What you will do:
(1) In the article about Marketo at Adobe Summit, what is the name of the artificial intelligence engine from Adobe Marketing Cloud?
(2) Carry on writing the article about Marketo at Adobe Summit, picking up right after its last sentence.

Marketo’s Marketing Nation became an event-within-an-event at Adobe Summit on Thursday, where senior vice-president Steve Lucas referenced everything from The Matix to Coachcella and Fyre Festival to explain how B2B marketers can focus on creating stronger experiences for their customers.
Following its acquisition by Adobe last year, Marketo’s key product, engage, was enhanced with several integrations with features from Adobe Marketing Cloud and its artificial intelligence engine, Sensei. Using Automated Personalization in Adobe Target, for example, marketers will be abel to crop photos for web sites and manage other creative tasks directly within Marketo Engage. Account Profiling, meanwhile, is designed to let sales and marketing team run fit data and intent data through Sensei to develop their ideal customer profile and compile more relevant target lists for account-based marketing initiatives.
Lucas likened the combination of Adobe and Marketo to the “little red pill” in The Matrix, where marketers will be abel to find out “how deep the rabbit hole goes” which in this case means how far they need to go to reach their customers. He contrasted this with what he described as the ineffectiveness of customer relationship management (CRM) tools.

Records from a dataset:

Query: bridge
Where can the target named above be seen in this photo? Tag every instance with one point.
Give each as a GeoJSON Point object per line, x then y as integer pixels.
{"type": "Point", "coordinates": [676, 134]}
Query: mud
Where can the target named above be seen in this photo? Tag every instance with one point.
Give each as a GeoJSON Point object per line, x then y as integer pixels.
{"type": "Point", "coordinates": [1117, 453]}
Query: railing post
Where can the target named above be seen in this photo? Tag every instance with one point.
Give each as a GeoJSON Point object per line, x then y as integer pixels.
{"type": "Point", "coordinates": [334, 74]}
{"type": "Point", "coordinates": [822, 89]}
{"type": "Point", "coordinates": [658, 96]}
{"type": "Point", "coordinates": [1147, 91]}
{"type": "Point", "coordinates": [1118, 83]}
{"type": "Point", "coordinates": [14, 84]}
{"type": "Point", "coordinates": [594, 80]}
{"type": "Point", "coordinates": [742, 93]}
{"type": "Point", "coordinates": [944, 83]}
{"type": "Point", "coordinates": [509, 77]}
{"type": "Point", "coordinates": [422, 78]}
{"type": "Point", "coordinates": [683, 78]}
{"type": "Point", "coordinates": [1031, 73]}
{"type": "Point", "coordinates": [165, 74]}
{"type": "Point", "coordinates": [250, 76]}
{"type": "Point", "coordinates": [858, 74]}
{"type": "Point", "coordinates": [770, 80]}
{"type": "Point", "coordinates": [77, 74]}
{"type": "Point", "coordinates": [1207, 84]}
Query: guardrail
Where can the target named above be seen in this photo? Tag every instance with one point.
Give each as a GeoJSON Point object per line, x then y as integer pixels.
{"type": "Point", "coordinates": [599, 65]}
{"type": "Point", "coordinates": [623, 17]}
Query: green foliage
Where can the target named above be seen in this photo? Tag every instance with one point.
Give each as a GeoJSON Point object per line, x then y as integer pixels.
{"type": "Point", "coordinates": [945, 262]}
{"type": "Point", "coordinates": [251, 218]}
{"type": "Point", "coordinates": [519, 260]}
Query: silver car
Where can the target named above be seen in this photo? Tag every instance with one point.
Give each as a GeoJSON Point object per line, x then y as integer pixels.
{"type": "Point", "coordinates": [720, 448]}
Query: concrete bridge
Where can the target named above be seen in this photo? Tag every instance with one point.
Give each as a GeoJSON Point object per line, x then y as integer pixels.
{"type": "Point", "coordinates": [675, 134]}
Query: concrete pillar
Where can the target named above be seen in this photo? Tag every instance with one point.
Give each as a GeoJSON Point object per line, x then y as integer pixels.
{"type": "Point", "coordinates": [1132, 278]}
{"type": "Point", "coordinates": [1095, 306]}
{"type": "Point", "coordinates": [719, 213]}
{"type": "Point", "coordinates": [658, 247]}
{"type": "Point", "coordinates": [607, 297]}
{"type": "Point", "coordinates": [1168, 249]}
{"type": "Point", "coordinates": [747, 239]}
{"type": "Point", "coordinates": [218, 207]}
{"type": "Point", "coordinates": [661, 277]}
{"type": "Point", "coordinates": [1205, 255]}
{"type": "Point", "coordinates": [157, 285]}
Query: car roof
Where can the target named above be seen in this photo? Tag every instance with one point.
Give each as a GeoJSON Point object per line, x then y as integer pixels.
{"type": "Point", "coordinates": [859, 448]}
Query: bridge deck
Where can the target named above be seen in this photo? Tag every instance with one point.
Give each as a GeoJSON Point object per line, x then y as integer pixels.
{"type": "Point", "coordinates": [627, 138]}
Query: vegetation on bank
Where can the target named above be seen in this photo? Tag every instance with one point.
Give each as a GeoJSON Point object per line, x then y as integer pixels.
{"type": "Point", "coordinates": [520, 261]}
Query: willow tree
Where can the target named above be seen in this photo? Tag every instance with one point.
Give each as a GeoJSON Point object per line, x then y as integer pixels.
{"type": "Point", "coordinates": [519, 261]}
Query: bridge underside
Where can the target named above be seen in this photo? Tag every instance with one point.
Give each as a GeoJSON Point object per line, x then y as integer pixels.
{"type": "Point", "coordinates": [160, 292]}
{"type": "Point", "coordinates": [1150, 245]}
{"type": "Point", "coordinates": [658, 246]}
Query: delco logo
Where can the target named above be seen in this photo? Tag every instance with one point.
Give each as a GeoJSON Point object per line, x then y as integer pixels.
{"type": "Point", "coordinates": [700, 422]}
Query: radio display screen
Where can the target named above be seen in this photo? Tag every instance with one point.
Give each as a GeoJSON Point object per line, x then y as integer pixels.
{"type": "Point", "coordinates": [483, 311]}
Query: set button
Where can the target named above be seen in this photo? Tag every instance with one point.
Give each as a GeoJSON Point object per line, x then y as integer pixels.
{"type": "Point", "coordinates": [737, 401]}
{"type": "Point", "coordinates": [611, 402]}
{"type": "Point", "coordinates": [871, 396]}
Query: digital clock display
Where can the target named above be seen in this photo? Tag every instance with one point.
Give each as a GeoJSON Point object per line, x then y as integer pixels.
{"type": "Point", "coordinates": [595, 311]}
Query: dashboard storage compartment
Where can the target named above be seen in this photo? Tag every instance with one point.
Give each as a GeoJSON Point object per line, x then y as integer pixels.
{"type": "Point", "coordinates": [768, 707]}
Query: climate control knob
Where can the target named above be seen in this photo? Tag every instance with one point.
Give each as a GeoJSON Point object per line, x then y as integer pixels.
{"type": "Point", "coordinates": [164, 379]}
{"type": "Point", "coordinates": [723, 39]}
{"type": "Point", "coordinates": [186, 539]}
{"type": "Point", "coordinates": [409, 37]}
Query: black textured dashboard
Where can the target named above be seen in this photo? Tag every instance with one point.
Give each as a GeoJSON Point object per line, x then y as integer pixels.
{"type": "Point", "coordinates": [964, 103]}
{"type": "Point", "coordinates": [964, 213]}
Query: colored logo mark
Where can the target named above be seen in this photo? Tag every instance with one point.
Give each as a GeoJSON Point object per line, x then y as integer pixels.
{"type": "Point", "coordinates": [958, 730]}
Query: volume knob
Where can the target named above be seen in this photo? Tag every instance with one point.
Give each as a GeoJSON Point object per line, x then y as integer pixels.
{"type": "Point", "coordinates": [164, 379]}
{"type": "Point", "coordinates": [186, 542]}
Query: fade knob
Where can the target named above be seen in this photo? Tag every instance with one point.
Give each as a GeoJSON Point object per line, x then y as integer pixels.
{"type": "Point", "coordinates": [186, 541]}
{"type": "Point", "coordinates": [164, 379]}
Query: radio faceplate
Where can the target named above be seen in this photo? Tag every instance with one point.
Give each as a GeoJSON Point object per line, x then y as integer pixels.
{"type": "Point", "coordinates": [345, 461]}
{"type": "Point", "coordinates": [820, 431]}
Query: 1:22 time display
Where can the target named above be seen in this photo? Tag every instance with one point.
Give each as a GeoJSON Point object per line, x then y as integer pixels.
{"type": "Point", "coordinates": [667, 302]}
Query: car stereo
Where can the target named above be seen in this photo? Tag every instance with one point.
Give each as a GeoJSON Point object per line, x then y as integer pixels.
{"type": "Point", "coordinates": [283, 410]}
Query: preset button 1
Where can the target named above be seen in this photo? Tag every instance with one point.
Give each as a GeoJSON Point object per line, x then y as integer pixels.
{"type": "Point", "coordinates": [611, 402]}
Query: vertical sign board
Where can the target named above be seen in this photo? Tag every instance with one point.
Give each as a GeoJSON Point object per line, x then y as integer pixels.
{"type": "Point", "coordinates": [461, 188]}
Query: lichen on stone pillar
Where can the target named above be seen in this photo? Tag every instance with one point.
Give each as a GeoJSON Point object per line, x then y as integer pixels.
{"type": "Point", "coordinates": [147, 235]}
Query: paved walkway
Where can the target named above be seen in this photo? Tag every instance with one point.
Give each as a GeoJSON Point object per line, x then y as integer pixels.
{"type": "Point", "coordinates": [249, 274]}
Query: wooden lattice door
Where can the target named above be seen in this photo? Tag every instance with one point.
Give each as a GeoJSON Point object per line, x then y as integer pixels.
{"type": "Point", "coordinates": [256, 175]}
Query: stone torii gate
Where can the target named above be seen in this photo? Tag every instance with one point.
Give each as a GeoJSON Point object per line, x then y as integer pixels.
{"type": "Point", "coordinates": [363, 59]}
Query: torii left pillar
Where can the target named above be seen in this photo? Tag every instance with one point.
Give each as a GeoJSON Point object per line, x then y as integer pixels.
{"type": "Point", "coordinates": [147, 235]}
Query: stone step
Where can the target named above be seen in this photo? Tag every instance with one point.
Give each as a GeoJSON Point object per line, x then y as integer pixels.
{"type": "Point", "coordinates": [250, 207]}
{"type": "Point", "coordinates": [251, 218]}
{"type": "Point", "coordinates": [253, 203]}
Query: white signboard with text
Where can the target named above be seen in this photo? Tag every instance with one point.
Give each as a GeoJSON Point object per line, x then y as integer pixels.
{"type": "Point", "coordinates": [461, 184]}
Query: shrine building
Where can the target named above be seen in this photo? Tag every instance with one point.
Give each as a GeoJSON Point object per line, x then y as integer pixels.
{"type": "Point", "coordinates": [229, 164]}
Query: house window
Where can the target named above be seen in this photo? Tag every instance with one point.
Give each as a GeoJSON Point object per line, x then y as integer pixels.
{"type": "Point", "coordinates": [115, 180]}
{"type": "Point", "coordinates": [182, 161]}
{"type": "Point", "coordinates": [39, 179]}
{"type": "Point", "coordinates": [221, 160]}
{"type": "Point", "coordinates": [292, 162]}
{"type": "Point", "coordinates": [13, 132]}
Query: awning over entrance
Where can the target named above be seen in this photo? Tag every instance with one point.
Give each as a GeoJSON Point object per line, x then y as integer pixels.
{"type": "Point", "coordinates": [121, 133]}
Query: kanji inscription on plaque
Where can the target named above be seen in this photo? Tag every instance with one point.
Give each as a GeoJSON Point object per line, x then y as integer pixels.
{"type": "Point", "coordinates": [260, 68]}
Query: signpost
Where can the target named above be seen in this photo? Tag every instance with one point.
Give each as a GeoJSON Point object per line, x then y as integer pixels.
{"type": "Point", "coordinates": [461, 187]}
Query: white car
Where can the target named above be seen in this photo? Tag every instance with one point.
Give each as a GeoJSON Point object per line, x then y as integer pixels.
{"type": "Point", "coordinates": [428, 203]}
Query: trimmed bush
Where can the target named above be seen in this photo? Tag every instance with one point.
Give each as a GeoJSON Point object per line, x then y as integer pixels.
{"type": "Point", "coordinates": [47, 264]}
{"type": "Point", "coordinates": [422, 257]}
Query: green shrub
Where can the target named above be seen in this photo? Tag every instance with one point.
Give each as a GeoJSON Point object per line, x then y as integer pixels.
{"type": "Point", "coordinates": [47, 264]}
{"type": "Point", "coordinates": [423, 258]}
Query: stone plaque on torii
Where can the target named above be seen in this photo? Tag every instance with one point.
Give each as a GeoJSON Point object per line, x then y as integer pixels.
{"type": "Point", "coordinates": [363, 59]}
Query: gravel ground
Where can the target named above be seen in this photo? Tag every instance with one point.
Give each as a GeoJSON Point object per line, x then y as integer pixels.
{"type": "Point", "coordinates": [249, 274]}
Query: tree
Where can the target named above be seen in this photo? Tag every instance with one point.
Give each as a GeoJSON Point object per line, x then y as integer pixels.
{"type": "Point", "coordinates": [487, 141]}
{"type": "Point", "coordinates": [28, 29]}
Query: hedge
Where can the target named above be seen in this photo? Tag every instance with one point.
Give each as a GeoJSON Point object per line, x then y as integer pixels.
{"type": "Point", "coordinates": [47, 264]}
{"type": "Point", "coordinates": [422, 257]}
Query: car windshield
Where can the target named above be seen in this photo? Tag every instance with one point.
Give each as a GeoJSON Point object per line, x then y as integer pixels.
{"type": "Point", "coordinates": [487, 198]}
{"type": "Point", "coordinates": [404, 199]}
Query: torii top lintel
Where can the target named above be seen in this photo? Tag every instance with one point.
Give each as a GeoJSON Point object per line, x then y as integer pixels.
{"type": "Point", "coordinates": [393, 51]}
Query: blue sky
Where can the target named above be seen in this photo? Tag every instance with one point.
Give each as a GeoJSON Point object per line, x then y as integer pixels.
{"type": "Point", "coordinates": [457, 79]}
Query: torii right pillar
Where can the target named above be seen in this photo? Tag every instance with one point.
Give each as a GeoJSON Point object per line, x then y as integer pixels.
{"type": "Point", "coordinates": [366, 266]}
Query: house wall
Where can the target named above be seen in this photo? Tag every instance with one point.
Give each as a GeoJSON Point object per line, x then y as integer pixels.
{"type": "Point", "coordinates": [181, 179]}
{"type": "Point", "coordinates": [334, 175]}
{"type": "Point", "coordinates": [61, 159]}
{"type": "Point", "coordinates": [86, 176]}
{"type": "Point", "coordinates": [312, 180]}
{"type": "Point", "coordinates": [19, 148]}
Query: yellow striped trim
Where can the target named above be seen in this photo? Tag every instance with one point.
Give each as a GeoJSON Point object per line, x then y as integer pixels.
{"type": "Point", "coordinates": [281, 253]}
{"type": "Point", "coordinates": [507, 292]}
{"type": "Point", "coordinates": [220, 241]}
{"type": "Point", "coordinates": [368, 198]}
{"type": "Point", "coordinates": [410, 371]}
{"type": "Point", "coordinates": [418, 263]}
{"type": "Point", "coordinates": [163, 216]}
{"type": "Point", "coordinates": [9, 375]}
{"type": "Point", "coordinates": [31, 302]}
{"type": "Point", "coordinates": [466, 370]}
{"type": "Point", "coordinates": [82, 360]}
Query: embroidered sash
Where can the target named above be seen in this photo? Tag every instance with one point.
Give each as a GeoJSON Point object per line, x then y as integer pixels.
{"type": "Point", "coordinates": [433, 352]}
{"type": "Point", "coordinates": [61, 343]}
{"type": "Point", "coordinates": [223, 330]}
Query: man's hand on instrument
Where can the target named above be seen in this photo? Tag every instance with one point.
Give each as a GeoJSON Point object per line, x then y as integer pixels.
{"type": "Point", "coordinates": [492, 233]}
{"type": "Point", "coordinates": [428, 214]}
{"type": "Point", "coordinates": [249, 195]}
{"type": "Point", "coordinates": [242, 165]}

Outputs by task:
(1) Sensei.

(2)
“I’m not saying sales people are terrible data entry people but . . . they’re the worst,” Lucas said. “Your strategy winds up being based on what somebody heard. It’s like playing the gossip game. It’s weird. That’s how we rely on CRM today. It is a fallible system.”
Instead, Lucas urged the Marketing Nation audience to make every customer experience “epic” by using data to learn about customers in the moment. He cited the Coachella music festival and the work its organizers consistently put to curate great acts, versus the infamous Fyre Festival.
“Fyre (was) a pile of hot garbage,” he said. “It was nothing more than someone believing a few tweets and some images with a good idea is the same thing as a great experience.”
For B2B marketers, an epic experience should make buyers want to come back time and time again, Lucas said. It means being able to assess a change in sentiment on a second-by-second basis and being able to digitally respond. The addition of Adobe’s Advertising Cloud, analytics, content and commerce tools will allow Marketo to deliver on a vision the company has been outlining at Marketing Nation for years, he added.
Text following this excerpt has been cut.